# WHAT TO DO:
#1 According to the article on Sue Powers' retirement, what did public health workers continue to dispense while opinions became entrenched? List each of them.
#2 Transcribe the passage of the article on Sue Powers' retirement from "They worked almost" up to and including "heard it, daily.", reproducing every word and punctuation mark without alteration.

How people intend to spend their retirement years is a personal thing, and by the time you read this, Sue Powers will be on her way to doing her version of it.
Powers was the Door County Public Health officer/manager during an unprecedented time in public health. Her category of professionals was accustomed to going about their days behind the scenes, building and improving the overall health of the community through programs that address a diverse spectrum of issues from mental health and suicide-prevention measures, to programs that nurture children and families, to the beach-testing program.
They worked almost as invisibly as an immune system as they battled the health invaders that can undo a community. Then COVID-19 burst onto the scene, pushing those quiet and serious professionals onto the front lines. They were the ones tasked with keeping the virus from spreading, hospitals from overloading and the most vulnerable from dying. When people divided and opinions became entrenched, those working in public health continued to dispense science, safety protocols and vaccinations that angered at least half the population at any given time. And they heard it, daily.
“It didn’t matter what decision they made,” said Joe Krebsbach, director of Door County Health and Human Services (HHS). “There was really no right answer for Public Health.”
Powers’ last day was June 24, but she did not retire because of COVID-19. In January, she achieved the Medicare-eligible “magical age of 65,” yet she had pictured herself working into her late 60s. Still, she said it’s very fair to say that COVID-19 hastened her retirement.
“I find myself in a place where I’m tapped out, and I need to take a step back,” she said. “It just feels right to do this now. My next step is to take a deep breath and take care of myself and see what happens. The first thing I have to do is regain some rest.”
Powers has described her department during the pandemic as building the plane while flying it.
“In early 2020 when this started, we had no idea what we were up against, and we just stepped up,” she said. “We all stepped up – eat, live, breathe, sleep COVID and try to keep up.”

# INFORMATION SHOWN:
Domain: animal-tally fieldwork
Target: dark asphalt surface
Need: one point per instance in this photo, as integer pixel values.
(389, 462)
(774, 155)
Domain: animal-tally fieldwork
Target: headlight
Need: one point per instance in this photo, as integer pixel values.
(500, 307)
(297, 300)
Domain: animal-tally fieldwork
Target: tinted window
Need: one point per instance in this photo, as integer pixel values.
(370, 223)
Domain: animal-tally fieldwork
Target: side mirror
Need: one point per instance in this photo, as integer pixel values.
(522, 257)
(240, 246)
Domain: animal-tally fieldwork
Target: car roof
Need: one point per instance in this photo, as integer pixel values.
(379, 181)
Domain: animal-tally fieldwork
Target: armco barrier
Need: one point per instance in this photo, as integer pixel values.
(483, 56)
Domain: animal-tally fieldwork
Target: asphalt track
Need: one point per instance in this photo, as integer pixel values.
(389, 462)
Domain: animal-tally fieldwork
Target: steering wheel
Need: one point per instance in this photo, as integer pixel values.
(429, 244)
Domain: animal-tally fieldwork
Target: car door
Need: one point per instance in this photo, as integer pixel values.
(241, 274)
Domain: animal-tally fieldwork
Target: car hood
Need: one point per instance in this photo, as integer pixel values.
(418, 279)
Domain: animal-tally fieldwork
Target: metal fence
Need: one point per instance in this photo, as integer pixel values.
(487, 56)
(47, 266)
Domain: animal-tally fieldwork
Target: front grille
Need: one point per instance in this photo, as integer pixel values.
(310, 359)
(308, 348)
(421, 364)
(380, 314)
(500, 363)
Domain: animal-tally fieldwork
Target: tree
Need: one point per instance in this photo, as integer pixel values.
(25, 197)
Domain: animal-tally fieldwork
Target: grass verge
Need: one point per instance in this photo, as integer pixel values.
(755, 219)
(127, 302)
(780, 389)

# EXPECTED RESULTS:
#1 Science, safety protocols, vaccinations

#2
They worked almost as invisibly as an immune system as they battled the health invaders that can undo a community. Then COVID-19 burst onto the scene, pushing those quiet and serious professionals onto the front lines. They were the ones tasked with keeping the virus from spreading, hospitals from overloading and the most vulnerable from dying. When people divided and opinions became entrenched, those working in public health continued to dispense science, safety protocols and vaccinations that angered at least half the population at any given time. And they heard it, daily.